Entries from a point annotation set:

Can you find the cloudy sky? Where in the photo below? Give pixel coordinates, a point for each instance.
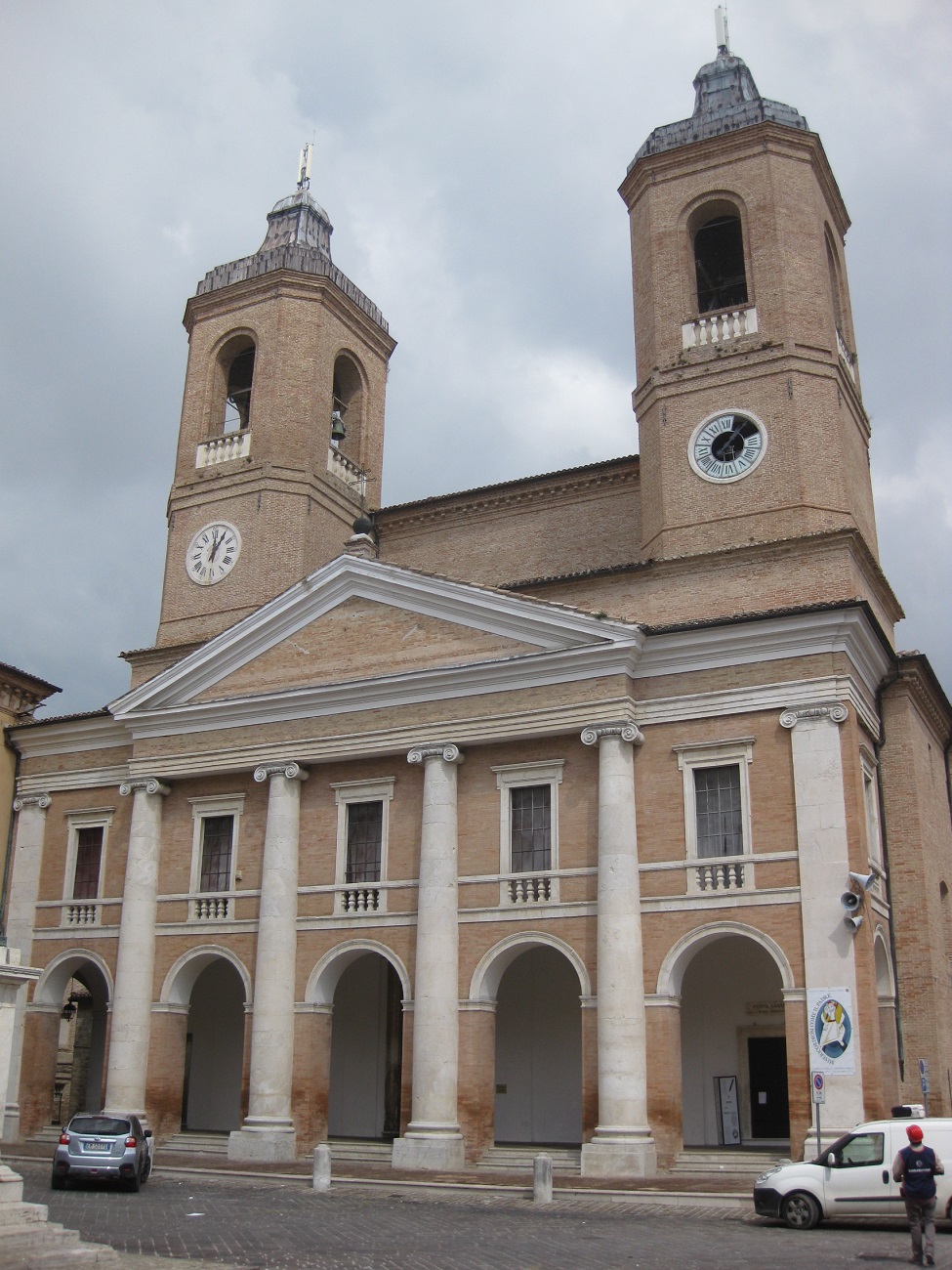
(469, 156)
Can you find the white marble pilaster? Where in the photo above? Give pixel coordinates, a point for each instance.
(433, 1139)
(268, 1131)
(622, 1143)
(135, 959)
(24, 888)
(829, 959)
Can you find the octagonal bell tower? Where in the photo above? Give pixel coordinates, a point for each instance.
(280, 440)
(748, 397)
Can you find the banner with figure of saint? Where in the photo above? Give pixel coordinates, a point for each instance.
(832, 1024)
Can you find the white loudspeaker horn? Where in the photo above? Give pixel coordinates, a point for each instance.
(863, 880)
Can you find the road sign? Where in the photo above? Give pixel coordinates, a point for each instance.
(925, 1075)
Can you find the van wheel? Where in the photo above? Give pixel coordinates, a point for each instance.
(800, 1211)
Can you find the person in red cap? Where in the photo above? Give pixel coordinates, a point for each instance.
(915, 1167)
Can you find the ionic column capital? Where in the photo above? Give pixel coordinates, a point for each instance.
(291, 771)
(148, 783)
(833, 710)
(626, 731)
(444, 749)
(39, 800)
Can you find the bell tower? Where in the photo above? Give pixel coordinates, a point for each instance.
(748, 397)
(280, 440)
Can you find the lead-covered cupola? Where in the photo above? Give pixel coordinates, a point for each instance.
(280, 443)
(752, 426)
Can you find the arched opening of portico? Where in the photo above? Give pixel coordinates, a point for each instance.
(366, 1052)
(64, 1044)
(732, 1042)
(215, 1044)
(538, 1050)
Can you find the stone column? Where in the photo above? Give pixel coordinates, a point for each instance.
(24, 889)
(433, 1138)
(268, 1131)
(829, 959)
(132, 998)
(622, 1143)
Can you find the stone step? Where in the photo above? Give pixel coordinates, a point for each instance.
(197, 1143)
(735, 1164)
(565, 1160)
(358, 1151)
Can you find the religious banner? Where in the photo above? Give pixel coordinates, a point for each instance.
(830, 1019)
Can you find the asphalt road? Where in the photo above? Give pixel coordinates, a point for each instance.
(271, 1224)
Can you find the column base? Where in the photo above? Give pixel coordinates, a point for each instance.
(620, 1155)
(440, 1152)
(263, 1139)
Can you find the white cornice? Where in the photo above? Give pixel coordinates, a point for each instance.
(839, 630)
(542, 625)
(71, 737)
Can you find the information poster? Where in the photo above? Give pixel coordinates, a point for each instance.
(830, 1016)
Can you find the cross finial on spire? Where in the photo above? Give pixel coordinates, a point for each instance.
(722, 28)
(304, 174)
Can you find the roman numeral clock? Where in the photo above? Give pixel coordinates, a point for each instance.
(727, 445)
(212, 553)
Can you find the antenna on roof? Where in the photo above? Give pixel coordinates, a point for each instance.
(722, 28)
(304, 164)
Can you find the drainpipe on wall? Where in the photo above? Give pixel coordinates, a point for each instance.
(8, 858)
(888, 682)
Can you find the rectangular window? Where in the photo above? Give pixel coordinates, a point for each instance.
(718, 814)
(364, 839)
(720, 824)
(528, 830)
(363, 826)
(531, 809)
(89, 855)
(85, 865)
(216, 852)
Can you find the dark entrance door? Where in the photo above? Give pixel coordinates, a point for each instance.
(766, 1065)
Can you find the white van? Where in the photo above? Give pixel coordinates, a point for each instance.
(853, 1176)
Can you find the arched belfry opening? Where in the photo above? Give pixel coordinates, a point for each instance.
(347, 417)
(229, 406)
(720, 270)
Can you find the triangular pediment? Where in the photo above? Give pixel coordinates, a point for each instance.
(356, 620)
(360, 639)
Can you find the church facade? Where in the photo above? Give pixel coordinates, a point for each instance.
(596, 808)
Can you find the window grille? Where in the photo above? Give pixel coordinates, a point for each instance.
(531, 811)
(89, 854)
(364, 838)
(216, 852)
(720, 829)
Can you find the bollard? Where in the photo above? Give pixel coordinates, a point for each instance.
(321, 1167)
(542, 1180)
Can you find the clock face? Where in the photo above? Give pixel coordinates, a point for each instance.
(727, 445)
(212, 553)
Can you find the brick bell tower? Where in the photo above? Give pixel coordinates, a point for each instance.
(282, 423)
(752, 422)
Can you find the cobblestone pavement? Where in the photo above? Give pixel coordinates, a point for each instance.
(270, 1224)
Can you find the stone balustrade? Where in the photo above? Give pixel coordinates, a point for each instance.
(344, 469)
(719, 328)
(224, 449)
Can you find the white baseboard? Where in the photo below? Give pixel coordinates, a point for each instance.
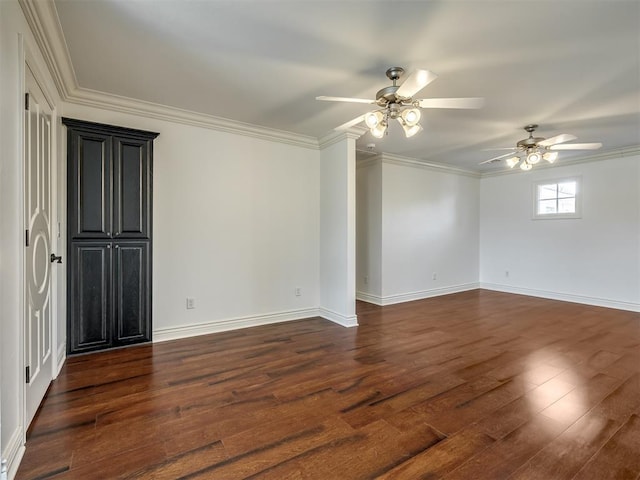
(185, 331)
(14, 450)
(565, 297)
(335, 317)
(60, 359)
(408, 297)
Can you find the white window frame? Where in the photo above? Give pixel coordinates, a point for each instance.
(554, 216)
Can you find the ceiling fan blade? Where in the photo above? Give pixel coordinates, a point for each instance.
(474, 102)
(350, 123)
(563, 137)
(576, 146)
(499, 148)
(415, 82)
(498, 157)
(345, 99)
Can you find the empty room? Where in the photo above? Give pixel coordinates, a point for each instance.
(311, 239)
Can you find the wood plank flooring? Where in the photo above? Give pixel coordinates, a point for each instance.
(475, 385)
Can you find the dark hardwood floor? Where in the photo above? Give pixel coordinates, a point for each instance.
(475, 385)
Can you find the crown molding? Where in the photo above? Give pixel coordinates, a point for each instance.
(42, 18)
(117, 103)
(437, 167)
(337, 136)
(599, 157)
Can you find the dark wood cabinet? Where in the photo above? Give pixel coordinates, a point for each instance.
(90, 291)
(109, 210)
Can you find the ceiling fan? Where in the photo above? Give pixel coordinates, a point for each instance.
(395, 102)
(531, 150)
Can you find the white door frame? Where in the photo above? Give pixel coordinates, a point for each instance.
(29, 61)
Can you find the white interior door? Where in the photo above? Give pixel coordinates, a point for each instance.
(37, 277)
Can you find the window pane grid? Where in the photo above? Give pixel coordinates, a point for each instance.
(557, 198)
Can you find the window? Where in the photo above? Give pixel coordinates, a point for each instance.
(557, 198)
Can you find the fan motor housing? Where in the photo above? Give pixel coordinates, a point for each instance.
(529, 142)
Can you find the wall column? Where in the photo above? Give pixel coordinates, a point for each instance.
(338, 228)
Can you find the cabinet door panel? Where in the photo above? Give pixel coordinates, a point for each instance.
(90, 185)
(131, 188)
(131, 281)
(90, 297)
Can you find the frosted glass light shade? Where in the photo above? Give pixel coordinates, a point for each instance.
(526, 166)
(411, 116)
(512, 162)
(373, 119)
(534, 157)
(379, 130)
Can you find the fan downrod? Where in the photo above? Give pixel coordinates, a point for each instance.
(394, 73)
(532, 141)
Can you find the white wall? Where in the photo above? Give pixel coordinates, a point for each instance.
(429, 226)
(235, 226)
(16, 43)
(369, 230)
(338, 230)
(594, 259)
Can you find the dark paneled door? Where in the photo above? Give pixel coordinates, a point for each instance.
(109, 214)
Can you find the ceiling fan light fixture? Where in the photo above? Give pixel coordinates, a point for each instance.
(411, 116)
(373, 119)
(534, 157)
(526, 166)
(550, 156)
(512, 162)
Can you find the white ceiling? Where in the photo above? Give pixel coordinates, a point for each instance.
(571, 66)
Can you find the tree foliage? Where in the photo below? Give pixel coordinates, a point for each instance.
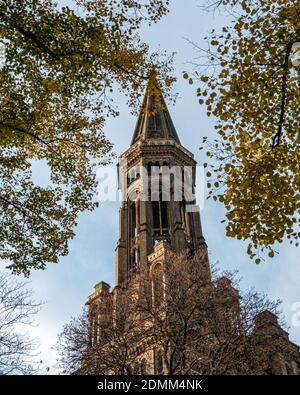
(194, 321)
(248, 82)
(60, 70)
(18, 351)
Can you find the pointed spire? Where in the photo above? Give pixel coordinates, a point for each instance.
(154, 121)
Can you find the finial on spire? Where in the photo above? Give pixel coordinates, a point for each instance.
(154, 120)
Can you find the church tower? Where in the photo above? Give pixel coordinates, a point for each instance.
(157, 179)
(158, 215)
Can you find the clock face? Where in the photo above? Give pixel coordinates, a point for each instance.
(295, 56)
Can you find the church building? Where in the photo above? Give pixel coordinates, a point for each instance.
(152, 221)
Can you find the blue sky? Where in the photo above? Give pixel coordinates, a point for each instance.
(65, 286)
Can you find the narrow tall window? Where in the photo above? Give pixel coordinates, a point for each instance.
(160, 216)
(132, 221)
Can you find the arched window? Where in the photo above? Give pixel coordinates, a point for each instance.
(160, 216)
(132, 220)
(158, 284)
(158, 362)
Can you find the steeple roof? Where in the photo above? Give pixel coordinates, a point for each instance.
(154, 121)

◆ **WHAT THE TASK REQUIRES**
Return the lines beginning at the one that contains "Can you find the church tower?" and continuing through the last line of the data, exactly as they stand and without any others.

◆ **COMPLETE ANSWER**
Can you find the church tower? Where in the photo above? Give pixel coordinates, a point for each instance.
(157, 179)
(158, 215)
Can you find the clock face? Where in the photo above? Give pixel coordinates, a point for each instance.
(295, 56)
Can you find the church building? Where in the photo above? Give pixel coordinates, a point for each instance.
(152, 221)
Can you find the blue sky? Where in the photo above? Give pixel coordinates, a point for each instance.
(65, 286)
Can you find the narrow tall window? Where in the photo above? Give pixel coordinates, a point for each instance.
(160, 216)
(132, 221)
Can you find the arched window? Where in the photo above? Give pixel coordinates, a point for each instance.
(160, 216)
(132, 220)
(158, 284)
(158, 362)
Can you find the steeple roof? Where in the photo above? Give pixel coordinates, a point for each instance.
(154, 121)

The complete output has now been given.